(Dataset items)
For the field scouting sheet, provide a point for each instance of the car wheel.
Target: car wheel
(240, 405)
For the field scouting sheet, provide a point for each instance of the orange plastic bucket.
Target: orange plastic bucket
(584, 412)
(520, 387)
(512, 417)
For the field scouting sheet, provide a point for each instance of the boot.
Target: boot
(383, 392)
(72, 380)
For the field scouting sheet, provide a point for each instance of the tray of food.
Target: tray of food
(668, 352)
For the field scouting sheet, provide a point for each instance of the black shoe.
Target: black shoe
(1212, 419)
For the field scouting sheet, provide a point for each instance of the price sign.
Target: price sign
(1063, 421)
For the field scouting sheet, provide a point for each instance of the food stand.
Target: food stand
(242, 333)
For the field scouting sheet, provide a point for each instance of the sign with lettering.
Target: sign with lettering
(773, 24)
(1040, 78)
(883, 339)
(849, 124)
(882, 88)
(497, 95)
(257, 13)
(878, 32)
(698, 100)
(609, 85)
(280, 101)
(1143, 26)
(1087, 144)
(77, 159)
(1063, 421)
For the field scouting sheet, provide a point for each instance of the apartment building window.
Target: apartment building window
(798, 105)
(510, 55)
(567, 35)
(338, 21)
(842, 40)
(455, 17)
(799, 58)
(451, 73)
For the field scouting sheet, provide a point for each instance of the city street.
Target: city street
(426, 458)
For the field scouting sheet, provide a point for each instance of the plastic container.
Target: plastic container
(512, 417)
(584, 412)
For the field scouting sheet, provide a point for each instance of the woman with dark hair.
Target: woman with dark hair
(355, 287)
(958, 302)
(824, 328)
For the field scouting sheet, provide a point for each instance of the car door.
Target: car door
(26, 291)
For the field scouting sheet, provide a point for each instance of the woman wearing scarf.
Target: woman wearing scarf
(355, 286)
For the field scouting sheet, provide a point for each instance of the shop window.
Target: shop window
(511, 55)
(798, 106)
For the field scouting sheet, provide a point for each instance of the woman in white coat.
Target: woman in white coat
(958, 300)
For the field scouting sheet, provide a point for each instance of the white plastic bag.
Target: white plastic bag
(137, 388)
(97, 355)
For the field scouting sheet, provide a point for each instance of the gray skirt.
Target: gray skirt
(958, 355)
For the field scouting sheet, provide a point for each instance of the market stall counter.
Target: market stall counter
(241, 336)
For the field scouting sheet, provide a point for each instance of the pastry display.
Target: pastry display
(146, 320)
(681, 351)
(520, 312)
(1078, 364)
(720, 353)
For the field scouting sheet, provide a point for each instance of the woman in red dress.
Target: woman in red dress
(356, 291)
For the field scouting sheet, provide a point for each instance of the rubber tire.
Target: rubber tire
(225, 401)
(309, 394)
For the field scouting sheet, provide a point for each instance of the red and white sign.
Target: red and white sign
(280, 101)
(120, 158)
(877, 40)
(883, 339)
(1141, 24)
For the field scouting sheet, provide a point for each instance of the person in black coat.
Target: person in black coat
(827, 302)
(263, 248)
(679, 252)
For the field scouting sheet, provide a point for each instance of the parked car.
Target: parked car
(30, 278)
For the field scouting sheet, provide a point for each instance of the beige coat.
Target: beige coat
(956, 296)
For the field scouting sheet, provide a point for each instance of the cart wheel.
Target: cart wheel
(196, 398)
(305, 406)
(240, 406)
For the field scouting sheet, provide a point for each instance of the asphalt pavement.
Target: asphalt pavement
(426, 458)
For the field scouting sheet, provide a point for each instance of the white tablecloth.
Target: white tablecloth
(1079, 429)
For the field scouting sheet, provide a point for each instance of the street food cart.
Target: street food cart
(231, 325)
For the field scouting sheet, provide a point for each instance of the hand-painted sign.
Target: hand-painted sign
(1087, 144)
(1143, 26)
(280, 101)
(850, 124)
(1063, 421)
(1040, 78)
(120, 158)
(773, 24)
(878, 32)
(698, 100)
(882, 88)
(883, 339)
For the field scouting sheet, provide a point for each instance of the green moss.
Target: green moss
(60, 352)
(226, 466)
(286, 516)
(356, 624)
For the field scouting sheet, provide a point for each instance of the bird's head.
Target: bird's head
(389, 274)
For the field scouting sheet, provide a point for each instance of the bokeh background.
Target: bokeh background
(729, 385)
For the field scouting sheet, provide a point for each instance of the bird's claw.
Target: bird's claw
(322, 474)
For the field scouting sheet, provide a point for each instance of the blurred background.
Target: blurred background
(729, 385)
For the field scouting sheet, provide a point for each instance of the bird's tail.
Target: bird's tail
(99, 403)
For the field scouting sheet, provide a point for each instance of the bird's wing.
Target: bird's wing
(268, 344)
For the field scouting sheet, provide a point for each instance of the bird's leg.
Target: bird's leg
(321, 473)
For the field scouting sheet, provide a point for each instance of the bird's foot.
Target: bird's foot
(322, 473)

--

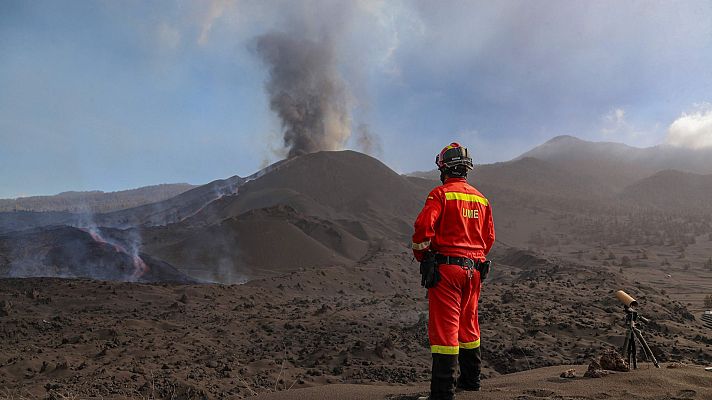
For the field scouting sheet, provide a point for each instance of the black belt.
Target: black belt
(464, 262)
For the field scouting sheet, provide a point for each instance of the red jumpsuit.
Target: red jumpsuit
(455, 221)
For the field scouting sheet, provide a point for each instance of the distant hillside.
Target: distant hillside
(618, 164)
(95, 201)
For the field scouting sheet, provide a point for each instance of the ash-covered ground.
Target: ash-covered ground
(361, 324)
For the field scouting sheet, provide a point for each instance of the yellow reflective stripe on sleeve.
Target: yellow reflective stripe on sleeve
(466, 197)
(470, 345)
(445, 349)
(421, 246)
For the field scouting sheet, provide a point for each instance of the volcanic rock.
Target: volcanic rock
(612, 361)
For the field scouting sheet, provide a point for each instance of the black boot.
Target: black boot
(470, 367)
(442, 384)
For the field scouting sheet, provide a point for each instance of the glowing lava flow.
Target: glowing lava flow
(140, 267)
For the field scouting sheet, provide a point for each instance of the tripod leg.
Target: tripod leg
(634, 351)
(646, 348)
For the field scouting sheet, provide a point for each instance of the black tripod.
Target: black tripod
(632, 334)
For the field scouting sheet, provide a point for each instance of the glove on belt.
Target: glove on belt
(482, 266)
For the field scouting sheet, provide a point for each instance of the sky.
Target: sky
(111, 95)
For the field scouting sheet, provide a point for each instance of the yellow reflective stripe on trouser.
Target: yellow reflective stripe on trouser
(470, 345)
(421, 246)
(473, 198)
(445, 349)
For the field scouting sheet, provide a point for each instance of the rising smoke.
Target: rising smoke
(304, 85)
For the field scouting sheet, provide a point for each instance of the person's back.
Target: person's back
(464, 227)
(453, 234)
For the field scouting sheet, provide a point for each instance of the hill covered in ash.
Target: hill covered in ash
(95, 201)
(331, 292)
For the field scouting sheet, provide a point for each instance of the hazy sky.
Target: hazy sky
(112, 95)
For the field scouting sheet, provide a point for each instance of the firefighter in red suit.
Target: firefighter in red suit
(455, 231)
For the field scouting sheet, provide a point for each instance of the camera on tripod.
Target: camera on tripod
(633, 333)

* What is needed *
Please transcribe only the lines in the records above running from the line that has "Target: hand-painted sign" through the line that has "the green moss.", both included, exactly as they appear.

* Task solution *
Target: hand-painted sign
(1087, 144)
(1143, 26)
(280, 101)
(850, 124)
(1063, 421)
(1040, 78)
(120, 158)
(773, 24)
(878, 32)
(698, 100)
(882, 88)
(883, 339)
For the field scouting sheet, provide a point for each instance of the green moss.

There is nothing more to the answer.